--- START ---

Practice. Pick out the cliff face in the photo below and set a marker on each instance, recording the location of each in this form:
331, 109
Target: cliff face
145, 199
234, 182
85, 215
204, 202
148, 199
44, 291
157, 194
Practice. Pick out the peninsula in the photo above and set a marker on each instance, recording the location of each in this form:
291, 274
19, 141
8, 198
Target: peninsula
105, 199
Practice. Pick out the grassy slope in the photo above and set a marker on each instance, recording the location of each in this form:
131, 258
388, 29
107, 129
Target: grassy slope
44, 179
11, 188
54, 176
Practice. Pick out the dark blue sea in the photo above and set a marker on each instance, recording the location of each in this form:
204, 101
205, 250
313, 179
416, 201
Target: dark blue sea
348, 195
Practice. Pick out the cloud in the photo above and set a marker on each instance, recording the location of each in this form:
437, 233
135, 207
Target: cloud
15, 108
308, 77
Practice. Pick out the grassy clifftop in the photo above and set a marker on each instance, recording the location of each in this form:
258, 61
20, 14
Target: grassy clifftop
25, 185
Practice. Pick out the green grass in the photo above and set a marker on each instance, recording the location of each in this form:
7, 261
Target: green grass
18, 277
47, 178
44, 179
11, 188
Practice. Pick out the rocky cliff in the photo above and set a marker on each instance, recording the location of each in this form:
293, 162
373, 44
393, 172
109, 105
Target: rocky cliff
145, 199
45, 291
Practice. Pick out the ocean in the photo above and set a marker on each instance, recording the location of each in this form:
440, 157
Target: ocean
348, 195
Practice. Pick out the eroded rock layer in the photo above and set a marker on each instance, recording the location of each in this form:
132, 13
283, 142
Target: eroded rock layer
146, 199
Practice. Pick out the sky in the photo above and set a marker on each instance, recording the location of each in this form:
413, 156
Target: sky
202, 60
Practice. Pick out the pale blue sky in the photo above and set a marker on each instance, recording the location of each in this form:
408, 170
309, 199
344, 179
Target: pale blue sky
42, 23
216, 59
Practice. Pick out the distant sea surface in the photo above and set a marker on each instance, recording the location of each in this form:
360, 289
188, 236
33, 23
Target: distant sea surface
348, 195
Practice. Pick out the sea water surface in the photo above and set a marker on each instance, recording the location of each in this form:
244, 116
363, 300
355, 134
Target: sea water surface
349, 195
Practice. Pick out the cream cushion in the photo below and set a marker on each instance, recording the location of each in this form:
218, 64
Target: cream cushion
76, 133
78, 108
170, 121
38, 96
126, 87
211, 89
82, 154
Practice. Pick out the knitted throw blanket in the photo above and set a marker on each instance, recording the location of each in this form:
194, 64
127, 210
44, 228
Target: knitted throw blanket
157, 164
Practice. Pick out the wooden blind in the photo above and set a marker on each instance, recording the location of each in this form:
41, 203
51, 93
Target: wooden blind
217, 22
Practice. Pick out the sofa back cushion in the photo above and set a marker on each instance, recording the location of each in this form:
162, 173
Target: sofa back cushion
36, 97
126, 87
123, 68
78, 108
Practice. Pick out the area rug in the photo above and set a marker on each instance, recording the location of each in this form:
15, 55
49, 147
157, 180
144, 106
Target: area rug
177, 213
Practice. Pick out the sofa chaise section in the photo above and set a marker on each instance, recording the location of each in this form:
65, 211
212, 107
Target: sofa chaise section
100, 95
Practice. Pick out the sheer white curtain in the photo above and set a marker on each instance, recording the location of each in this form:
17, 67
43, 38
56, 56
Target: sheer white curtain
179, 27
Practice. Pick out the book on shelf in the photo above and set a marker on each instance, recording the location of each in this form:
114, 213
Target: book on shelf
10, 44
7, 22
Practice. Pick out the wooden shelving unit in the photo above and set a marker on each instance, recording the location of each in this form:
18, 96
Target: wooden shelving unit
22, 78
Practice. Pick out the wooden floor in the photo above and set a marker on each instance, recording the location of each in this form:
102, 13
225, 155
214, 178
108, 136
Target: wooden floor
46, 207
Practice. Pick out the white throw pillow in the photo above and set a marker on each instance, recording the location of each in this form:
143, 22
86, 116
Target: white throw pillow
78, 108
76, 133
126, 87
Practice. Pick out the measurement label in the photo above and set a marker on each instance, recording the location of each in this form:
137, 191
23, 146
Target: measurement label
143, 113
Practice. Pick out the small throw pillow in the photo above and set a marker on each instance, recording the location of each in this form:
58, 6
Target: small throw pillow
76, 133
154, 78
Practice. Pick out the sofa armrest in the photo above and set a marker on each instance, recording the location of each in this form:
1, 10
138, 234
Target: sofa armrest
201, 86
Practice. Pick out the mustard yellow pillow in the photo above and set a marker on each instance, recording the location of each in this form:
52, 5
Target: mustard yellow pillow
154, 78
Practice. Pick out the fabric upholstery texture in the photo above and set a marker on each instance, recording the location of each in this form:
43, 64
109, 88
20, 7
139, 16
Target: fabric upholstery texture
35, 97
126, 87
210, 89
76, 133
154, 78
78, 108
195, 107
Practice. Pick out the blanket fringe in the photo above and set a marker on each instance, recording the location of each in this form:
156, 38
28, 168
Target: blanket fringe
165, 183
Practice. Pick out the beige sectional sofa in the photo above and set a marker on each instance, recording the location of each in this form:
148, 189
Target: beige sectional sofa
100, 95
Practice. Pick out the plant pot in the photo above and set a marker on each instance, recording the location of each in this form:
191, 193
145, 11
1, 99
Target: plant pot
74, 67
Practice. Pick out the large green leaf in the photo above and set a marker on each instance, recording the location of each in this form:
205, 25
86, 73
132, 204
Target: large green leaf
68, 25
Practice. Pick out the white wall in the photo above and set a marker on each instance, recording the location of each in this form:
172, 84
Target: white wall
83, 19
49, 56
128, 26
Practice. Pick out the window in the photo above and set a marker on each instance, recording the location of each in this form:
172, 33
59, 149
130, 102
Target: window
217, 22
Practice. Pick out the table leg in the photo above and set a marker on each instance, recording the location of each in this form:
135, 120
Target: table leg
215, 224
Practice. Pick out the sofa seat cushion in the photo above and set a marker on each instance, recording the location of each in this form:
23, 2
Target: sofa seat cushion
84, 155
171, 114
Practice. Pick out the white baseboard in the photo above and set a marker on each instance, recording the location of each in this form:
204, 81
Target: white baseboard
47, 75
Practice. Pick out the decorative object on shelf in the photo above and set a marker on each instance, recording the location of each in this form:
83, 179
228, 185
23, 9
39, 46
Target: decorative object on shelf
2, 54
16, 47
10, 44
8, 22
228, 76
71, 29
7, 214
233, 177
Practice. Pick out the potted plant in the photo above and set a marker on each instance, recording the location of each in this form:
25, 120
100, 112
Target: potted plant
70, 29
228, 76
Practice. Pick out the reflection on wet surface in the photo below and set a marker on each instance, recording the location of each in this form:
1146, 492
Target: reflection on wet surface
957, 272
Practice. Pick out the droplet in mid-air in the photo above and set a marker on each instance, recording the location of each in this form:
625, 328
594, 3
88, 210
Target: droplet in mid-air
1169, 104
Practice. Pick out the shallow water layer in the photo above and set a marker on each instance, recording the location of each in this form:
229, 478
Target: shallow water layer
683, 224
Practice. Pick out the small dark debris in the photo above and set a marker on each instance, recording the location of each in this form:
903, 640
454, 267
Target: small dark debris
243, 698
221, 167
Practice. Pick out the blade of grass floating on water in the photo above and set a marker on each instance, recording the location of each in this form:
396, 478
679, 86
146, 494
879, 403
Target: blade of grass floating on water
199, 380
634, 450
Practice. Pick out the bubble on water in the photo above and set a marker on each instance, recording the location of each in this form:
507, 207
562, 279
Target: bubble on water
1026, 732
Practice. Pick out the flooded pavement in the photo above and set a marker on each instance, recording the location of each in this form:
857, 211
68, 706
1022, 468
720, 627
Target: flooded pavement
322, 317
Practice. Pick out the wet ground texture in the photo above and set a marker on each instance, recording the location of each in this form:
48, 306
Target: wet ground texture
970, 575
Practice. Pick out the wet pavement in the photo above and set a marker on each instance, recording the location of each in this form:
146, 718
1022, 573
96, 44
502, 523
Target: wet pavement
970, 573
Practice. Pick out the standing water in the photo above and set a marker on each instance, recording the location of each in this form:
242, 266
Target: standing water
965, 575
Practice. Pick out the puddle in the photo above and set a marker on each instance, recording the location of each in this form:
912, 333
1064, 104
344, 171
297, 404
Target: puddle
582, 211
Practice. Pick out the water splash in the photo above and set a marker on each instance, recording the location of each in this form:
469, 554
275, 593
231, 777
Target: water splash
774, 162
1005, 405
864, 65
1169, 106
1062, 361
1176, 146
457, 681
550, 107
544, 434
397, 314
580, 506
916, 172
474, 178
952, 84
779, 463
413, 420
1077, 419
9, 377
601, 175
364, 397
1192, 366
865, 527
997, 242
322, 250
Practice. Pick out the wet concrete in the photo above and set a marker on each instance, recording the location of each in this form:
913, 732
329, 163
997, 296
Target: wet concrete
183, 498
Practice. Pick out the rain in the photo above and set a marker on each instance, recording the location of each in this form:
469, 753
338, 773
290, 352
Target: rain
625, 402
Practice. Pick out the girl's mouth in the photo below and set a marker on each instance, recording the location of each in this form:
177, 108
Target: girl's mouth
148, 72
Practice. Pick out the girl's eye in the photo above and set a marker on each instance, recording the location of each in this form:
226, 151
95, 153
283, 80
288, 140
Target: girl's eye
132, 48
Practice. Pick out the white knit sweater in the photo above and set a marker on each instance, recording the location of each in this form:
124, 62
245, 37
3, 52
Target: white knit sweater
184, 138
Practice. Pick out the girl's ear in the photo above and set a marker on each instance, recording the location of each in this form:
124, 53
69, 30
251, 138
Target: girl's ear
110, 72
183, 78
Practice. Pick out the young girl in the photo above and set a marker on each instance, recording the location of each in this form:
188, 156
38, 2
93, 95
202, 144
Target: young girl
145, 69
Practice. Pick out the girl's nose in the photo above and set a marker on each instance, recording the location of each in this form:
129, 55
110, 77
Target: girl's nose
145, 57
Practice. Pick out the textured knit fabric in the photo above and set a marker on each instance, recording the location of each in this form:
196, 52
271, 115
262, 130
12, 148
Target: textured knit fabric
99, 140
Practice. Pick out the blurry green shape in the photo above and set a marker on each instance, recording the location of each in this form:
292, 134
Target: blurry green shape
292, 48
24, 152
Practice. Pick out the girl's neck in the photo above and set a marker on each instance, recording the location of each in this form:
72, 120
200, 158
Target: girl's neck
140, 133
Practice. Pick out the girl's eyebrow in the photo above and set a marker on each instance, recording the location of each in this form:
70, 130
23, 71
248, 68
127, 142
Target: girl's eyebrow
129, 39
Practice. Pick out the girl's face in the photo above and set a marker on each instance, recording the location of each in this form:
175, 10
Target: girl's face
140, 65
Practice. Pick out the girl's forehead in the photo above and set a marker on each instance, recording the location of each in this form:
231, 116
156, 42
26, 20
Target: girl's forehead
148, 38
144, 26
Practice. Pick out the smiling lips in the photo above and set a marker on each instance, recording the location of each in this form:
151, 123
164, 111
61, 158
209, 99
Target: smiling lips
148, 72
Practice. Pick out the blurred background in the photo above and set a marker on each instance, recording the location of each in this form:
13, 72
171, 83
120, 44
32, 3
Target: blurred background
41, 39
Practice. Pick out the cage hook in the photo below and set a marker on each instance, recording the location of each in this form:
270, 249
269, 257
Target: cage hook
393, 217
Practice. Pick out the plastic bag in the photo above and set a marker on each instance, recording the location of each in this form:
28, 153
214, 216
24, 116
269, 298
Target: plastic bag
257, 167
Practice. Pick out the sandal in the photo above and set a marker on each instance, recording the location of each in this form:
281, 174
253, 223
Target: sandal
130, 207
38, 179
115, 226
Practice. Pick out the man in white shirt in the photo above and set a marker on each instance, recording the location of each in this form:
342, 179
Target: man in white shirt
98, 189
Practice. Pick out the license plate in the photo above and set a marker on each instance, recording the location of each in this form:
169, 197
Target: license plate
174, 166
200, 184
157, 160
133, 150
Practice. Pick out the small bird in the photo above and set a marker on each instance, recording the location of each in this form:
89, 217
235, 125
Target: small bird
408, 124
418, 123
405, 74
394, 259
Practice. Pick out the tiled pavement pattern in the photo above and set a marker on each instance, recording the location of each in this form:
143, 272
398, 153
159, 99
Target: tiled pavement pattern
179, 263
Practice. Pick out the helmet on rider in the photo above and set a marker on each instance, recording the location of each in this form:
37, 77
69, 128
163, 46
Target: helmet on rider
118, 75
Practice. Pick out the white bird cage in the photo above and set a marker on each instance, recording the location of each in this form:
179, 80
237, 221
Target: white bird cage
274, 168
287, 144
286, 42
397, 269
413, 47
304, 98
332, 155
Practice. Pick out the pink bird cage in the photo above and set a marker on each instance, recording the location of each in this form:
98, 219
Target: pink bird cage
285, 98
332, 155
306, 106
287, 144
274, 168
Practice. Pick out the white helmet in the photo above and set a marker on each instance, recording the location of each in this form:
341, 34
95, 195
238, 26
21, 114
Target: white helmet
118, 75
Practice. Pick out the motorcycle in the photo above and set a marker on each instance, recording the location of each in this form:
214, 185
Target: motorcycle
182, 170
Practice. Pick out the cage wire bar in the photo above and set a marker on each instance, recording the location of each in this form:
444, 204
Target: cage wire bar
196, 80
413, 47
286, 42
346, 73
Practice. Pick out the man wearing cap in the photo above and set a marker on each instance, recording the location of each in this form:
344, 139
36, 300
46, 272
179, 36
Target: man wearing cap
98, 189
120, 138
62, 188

--- END ---

> What the task asks
Reproduce every line above that contains the string "below".

> Exercise solution
Practice. Pick out the cliff face in the photo below and set a marker on each instance, recording the location of each in this form:
Practice. Pick out the cream cushion in the photo below and set a marker on each instance, recording the location of each in this form:
Practice. Pick out the reflection on wet surface in the photo below and set a marker on each instance, recording the location of each in this form:
Practice. Pick out the girl's mouth in the photo below and set a marker on each instance, recording the location of each in this form:
Practice. Pick out the cage hook in the photo below and set a marker on each instance, recording the location of each in this form:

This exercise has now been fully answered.